Locate every line in the records that contains the string "background", and copy each of those lines in full.

══════════════════════════════

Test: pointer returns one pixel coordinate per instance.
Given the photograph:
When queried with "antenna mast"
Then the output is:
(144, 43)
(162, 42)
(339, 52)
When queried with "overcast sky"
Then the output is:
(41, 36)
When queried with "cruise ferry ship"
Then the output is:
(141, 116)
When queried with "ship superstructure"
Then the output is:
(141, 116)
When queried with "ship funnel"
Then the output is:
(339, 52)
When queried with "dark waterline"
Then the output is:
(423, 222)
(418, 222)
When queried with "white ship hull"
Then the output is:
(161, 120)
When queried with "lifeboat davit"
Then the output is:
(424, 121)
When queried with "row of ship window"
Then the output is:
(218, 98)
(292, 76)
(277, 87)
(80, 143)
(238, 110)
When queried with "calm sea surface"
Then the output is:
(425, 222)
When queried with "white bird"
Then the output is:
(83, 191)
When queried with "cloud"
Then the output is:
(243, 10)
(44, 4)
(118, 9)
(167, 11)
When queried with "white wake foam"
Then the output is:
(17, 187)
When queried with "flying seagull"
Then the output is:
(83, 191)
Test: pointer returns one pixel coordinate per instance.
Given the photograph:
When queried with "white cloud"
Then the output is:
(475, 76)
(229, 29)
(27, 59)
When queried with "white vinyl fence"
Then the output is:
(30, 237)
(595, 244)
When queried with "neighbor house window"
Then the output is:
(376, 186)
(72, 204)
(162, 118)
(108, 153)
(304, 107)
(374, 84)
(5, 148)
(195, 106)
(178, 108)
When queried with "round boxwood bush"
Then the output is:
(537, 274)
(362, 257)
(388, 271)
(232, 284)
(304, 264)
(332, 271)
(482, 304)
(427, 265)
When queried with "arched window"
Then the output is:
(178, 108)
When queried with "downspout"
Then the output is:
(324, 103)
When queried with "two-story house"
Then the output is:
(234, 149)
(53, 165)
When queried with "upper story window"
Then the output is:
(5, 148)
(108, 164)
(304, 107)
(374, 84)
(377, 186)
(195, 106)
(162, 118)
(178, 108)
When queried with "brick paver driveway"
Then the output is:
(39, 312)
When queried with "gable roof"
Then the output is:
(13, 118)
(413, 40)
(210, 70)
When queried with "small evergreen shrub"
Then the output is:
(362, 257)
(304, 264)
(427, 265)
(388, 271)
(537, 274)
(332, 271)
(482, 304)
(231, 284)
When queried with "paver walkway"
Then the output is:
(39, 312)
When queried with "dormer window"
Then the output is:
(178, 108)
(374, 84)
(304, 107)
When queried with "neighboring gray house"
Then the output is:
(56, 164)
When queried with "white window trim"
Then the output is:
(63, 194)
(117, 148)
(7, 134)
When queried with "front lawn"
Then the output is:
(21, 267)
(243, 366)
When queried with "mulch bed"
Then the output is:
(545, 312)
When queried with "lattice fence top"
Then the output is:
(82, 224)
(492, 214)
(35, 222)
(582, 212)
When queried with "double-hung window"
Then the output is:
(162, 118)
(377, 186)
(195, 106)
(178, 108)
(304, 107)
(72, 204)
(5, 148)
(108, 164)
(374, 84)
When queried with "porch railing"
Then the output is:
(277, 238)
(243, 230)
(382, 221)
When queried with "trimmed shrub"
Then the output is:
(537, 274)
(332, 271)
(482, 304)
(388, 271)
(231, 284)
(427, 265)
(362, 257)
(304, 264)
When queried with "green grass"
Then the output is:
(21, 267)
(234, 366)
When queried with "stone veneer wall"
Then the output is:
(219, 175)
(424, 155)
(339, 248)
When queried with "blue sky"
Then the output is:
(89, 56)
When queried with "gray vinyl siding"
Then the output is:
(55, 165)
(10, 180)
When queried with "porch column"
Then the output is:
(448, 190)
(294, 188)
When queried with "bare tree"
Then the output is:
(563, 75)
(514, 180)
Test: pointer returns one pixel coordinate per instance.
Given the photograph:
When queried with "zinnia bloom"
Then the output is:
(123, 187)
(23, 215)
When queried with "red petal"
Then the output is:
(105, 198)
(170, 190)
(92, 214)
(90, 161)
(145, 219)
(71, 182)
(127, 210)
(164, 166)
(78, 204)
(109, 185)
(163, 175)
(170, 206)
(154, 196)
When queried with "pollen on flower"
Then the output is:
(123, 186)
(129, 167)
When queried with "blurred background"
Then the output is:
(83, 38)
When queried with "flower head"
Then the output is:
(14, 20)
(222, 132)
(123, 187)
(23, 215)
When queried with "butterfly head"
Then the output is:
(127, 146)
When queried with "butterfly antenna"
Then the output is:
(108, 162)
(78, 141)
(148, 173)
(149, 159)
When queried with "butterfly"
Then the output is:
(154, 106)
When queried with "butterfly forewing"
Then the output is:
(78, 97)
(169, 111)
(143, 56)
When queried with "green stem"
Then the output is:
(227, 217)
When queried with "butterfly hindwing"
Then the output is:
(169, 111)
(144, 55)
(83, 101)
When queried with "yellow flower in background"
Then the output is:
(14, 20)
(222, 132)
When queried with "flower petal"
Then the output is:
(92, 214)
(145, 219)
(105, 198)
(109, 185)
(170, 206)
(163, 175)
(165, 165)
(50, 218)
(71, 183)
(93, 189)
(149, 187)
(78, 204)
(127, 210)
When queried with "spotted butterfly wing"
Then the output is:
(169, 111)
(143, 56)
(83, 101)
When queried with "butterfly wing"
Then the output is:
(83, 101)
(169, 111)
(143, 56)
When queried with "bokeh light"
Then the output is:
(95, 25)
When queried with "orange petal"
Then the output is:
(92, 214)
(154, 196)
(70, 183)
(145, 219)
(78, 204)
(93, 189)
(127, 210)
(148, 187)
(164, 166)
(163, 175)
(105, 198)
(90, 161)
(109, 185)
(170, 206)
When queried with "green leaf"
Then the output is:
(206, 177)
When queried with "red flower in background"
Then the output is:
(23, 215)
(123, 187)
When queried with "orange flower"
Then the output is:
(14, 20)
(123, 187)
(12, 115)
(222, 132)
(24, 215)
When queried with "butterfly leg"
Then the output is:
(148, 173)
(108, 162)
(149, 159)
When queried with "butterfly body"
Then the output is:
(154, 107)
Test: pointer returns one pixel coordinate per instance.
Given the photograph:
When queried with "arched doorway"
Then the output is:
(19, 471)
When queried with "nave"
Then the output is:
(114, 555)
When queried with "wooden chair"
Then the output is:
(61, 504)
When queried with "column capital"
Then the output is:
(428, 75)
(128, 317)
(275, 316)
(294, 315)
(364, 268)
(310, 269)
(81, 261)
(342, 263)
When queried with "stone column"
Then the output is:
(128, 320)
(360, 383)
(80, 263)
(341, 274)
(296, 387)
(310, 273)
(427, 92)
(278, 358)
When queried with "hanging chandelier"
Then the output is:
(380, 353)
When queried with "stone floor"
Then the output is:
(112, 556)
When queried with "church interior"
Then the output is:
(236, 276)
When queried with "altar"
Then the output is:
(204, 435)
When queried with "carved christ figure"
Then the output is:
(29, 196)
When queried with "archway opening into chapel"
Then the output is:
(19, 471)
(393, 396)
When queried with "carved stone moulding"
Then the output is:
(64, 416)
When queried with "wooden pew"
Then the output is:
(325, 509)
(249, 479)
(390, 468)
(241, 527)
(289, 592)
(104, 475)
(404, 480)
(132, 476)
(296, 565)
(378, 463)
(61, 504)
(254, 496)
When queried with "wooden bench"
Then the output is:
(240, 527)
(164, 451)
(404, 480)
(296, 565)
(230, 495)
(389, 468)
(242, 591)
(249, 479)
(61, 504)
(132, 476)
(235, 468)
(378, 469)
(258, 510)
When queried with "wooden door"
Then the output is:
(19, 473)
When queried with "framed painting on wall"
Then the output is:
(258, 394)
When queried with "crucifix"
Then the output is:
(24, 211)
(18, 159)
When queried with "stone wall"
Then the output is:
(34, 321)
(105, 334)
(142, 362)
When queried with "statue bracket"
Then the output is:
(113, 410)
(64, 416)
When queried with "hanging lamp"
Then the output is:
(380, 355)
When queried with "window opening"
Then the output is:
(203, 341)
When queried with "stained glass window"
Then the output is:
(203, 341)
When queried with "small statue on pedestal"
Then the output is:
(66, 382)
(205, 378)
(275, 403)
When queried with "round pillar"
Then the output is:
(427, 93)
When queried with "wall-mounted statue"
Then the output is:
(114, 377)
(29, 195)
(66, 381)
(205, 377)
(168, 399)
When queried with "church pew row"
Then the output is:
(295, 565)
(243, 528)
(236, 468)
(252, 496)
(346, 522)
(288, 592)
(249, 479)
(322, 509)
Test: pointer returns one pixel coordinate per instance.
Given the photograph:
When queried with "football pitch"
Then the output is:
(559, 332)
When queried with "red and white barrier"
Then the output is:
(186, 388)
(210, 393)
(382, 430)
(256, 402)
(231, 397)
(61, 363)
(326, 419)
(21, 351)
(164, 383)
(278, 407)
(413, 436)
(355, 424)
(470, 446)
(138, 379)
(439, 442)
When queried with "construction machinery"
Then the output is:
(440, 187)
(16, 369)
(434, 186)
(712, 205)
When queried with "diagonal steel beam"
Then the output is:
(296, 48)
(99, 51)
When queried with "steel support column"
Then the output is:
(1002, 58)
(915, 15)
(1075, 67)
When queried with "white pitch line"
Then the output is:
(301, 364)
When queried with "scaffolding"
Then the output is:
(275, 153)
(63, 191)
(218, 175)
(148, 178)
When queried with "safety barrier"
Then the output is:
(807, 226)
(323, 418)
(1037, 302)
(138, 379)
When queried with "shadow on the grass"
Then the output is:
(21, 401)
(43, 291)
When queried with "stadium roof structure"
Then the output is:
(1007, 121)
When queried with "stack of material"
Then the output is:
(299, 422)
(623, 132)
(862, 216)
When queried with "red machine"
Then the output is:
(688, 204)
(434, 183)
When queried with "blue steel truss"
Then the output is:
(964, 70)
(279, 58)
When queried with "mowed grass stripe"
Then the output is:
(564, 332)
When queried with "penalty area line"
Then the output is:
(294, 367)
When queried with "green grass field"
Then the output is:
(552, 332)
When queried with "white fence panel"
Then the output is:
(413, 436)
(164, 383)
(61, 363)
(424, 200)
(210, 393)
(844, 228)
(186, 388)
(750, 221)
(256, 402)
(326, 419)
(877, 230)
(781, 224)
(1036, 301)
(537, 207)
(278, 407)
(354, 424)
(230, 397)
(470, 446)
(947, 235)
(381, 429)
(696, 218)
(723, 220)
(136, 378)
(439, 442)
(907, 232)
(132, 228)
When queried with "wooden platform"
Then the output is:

══════════════════════════════

Result =>
When queried with "blurred background"
When queried with "yellow flower in background"
When queried with "red flower in background"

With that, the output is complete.